• GIVEN TASK: Pick out and copy every row below that contains the string "wheel". The match is case-sensitive.

• RECORDS FOR THIS EXERCISE:
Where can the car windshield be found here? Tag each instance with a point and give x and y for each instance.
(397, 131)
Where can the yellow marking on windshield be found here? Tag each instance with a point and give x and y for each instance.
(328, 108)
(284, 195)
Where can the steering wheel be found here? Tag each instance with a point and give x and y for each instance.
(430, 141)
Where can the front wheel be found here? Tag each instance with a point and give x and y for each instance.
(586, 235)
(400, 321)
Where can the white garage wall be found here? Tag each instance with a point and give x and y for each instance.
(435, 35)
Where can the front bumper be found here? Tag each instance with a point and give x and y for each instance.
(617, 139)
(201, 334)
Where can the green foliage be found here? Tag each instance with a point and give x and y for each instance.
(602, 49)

--

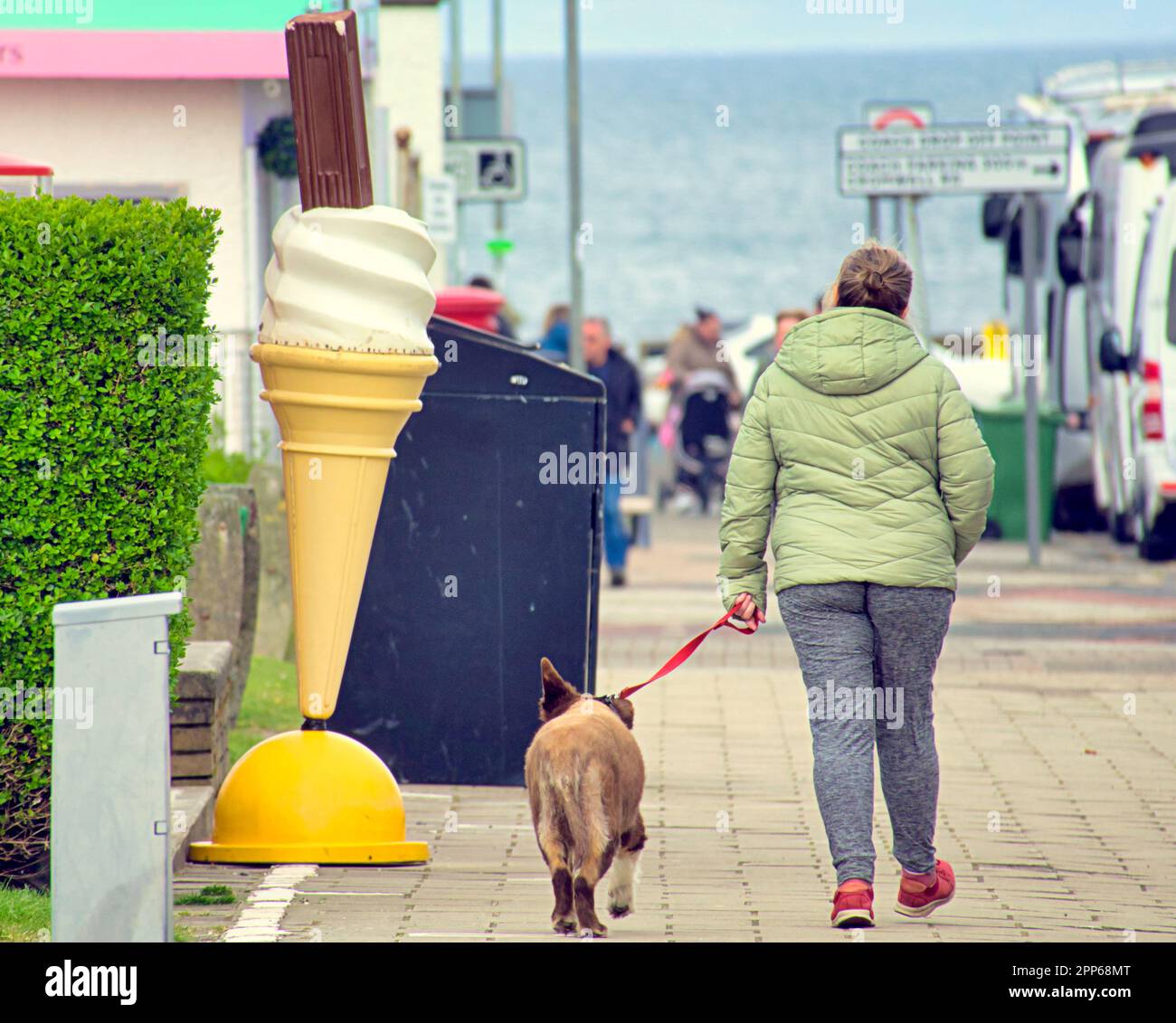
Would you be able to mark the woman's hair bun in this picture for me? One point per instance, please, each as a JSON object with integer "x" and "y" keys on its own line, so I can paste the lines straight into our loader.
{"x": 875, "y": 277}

---

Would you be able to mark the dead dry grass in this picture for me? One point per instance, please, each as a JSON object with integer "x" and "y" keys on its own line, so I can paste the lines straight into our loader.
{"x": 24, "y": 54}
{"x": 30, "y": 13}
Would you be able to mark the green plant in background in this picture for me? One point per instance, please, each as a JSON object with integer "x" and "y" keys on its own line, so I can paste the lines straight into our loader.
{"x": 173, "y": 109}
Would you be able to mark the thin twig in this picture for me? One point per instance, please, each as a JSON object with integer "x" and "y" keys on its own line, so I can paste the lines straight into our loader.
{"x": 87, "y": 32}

• SOLUTION FOR THIS EXERCISE:
Where can the steering wheel be found here? Tag each instance with a point and give x and y for each instance.
Where can the front wheel be found here? Tag each instance with a point and give x and y for each instance.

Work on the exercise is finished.